§ **What is being asked**
Output all of the material below line for line, with no changes, and leave any pictures out.

§ **Data to process**
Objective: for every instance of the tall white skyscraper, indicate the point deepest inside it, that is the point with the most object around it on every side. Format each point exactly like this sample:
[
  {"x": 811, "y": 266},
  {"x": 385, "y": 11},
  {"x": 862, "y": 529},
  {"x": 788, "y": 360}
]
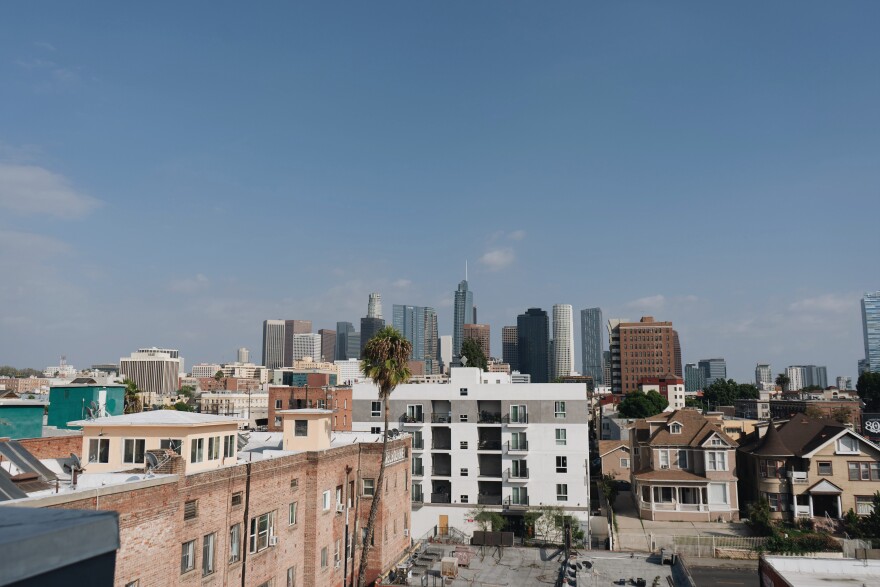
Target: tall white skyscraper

§ **Written reply**
Objective: for every instance of the tall white skyscraper, indicate the point deepest inside it, that is the point with the most object around it on every side. Format each point exactly like this sample:
[
  {"x": 811, "y": 266},
  {"x": 385, "y": 11},
  {"x": 862, "y": 529},
  {"x": 788, "y": 360}
]
Target: tall white skyscraper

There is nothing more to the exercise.